Boundary labeling items:
__________________________________________________

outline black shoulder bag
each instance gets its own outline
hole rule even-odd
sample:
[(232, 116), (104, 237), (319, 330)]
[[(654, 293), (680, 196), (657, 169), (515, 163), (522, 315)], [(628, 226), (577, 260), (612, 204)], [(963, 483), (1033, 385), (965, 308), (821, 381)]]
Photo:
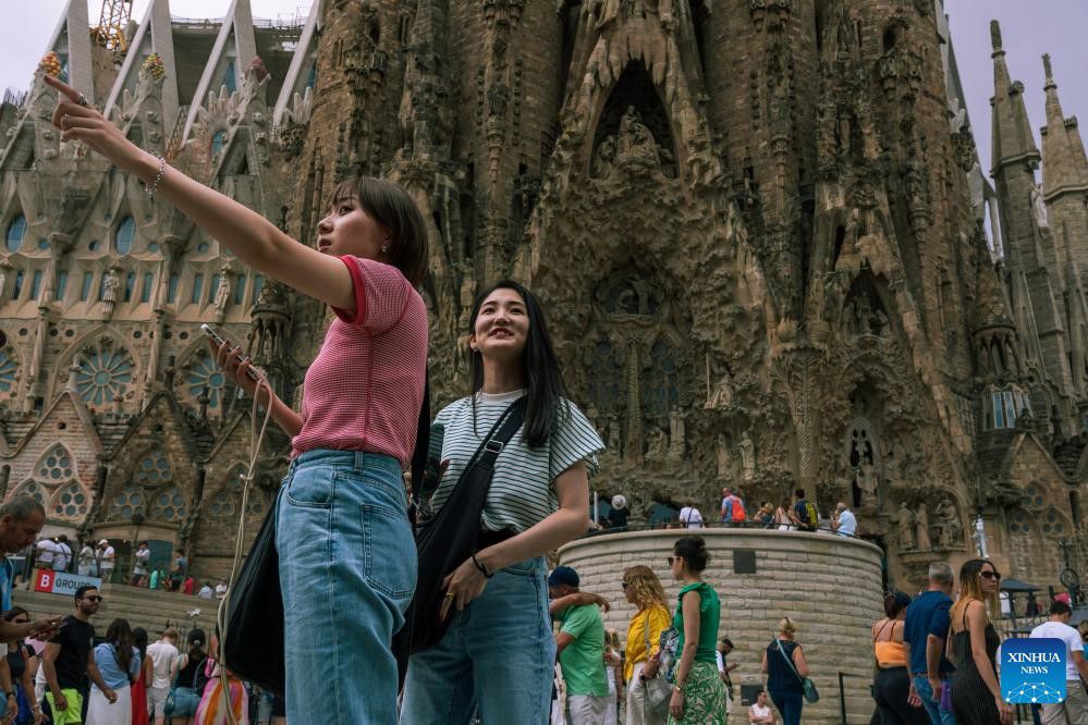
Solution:
[[(452, 616), (444, 622), (438, 613), (445, 592), (442, 580), (476, 551), (480, 533), (480, 514), (491, 488), (494, 460), (522, 427), (525, 397), (510, 404), (484, 442), (468, 460), (442, 508), (426, 519), (416, 531), (419, 574), (412, 604), (404, 615), (404, 626), (393, 637), (393, 654), (401, 683), (407, 672), (408, 656), (437, 644), (445, 635)], [(430, 497), (439, 481), (426, 480), (418, 492), (420, 514), (428, 513)]]

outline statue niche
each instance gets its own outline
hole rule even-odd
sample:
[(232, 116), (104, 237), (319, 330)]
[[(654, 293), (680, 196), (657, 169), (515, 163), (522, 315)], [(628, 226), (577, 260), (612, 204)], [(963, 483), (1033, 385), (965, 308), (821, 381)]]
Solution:
[(592, 179), (661, 173), (676, 177), (669, 116), (641, 61), (632, 61), (616, 83), (594, 134)]
[(891, 322), (870, 273), (863, 271), (851, 285), (839, 317), (843, 337), (883, 337), (891, 333)]

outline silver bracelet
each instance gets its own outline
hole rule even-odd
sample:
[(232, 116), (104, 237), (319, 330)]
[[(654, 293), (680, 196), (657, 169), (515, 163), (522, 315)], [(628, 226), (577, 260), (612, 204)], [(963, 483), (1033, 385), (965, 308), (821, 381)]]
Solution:
[(155, 174), (155, 181), (147, 185), (147, 198), (155, 200), (155, 193), (159, 189), (159, 182), (162, 181), (162, 176), (167, 173), (167, 160), (164, 157), (159, 157), (159, 172)]

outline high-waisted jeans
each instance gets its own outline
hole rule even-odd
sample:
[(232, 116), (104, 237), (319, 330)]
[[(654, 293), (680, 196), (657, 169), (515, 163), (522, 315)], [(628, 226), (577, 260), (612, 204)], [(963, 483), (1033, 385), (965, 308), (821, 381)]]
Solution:
[(466, 725), (477, 710), (485, 723), (548, 722), (555, 640), (546, 576), (543, 557), (508, 566), (451, 612), (442, 640), (408, 660), (401, 725)]
[(288, 721), (396, 722), (393, 634), (416, 586), (401, 465), (359, 451), (308, 451), (280, 489)]

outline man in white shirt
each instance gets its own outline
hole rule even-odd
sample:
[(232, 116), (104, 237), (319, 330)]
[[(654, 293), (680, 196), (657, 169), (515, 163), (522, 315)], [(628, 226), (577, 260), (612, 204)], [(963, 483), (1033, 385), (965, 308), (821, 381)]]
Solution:
[(857, 518), (854, 512), (846, 507), (846, 504), (839, 502), (835, 506), (835, 517), (832, 521), (835, 533), (841, 537), (853, 537), (857, 532)]
[(98, 542), (98, 570), (101, 574), (102, 581), (113, 580), (113, 569), (117, 567), (118, 553), (110, 542), (102, 539)]
[(767, 704), (766, 690), (759, 690), (759, 693), (756, 695), (756, 701), (748, 708), (748, 722), (753, 725), (774, 725), (778, 722), (774, 720), (771, 706)]
[(53, 572), (68, 572), (72, 561), (72, 548), (68, 545), (68, 537), (63, 533), (57, 537), (57, 549), (53, 553)]
[(166, 722), (167, 696), (170, 685), (178, 674), (178, 630), (167, 627), (162, 639), (147, 648), (147, 656), (151, 658), (151, 689), (148, 699), (155, 725)]
[(93, 577), (98, 575), (97, 562), (95, 560), (95, 549), (90, 542), (83, 544), (80, 550), (80, 558), (76, 561), (76, 572), (81, 577)]
[(1050, 622), (1043, 622), (1031, 630), (1031, 638), (1053, 637), (1065, 642), (1065, 702), (1042, 705), (1043, 725), (1088, 725), (1088, 695), (1085, 695), (1081, 680), (1088, 681), (1088, 661), (1085, 660), (1084, 642), (1080, 632), (1069, 626), (1073, 609), (1065, 602), (1050, 605)]
[(34, 565), (39, 569), (53, 568), (53, 557), (57, 556), (57, 544), (52, 539), (42, 539), (37, 545), (38, 555), (34, 558)]

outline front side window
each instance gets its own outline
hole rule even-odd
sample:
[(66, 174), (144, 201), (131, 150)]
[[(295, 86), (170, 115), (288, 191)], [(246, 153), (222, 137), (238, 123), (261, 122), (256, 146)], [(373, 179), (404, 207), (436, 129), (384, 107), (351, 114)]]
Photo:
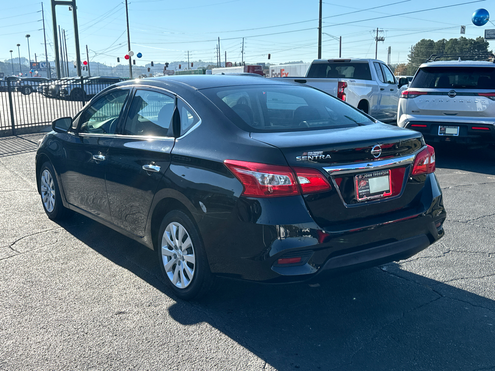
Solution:
[(341, 100), (306, 87), (243, 86), (203, 89), (234, 124), (248, 132), (294, 132), (373, 123)]
[(113, 90), (101, 96), (82, 113), (80, 133), (113, 134), (126, 98), (127, 89)]
[(420, 68), (411, 88), (495, 90), (495, 68), (426, 67)]
[(129, 110), (124, 135), (168, 136), (175, 107), (175, 99), (170, 95), (138, 90)]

__________________________________________________

_Work required_
Rescale everything from the start of the items down to the line containing "337), (891, 333)]", both included, and write it all out again with the requests. Multiply every coordinate in the answers by 0.65 and round to whole numbers (halves up), keep the coordinates in the requests and their samples unchanged, and leave out the pictures.

_Solution to the exercise_
outline black shoulder bag
each instance gets its own outline
hole rule even-odd
sample:
[(232, 116), (104, 237), (319, 330)]
[[(654, 293), (680, 196), (657, 169), (515, 163), (522, 315)], [(628, 226), (577, 260), (612, 204)], [(963, 483), (1033, 385), (965, 308), (821, 381)]]
Photo:
Solution:
[[(294, 400), (289, 404), (285, 398), (289, 385), (287, 377), (309, 358), (312, 346), (312, 334), (319, 317), (321, 299), (339, 278), (341, 258), (332, 263), (315, 287), (304, 299), (287, 330), (277, 337), (270, 345), (272, 373), (268, 393), (263, 400), (263, 407), (255, 414), (255, 425), (261, 444), (265, 437), (265, 426), (284, 419), (289, 413)], [(280, 323), (285, 313), (277, 312), (272, 320), (273, 334), (278, 333)]]

outline statue niche
each instance gets its own outline
hole rule even-odd
sample:
[(232, 116), (104, 237), (319, 330)]
[[(654, 293), (680, 196), (657, 169), (515, 163), (522, 315)], [(628, 226), (577, 260), (612, 204)], [(963, 483), (1033, 385), (965, 308), (821, 381)]]
Solution:
[(385, 116), (430, 112), (439, 115), (435, 75), (417, 40), (411, 40), (400, 54), (386, 87)]
[(579, 209), (566, 177), (561, 176), (553, 185), (545, 206), (548, 219), (574, 219), (579, 216)]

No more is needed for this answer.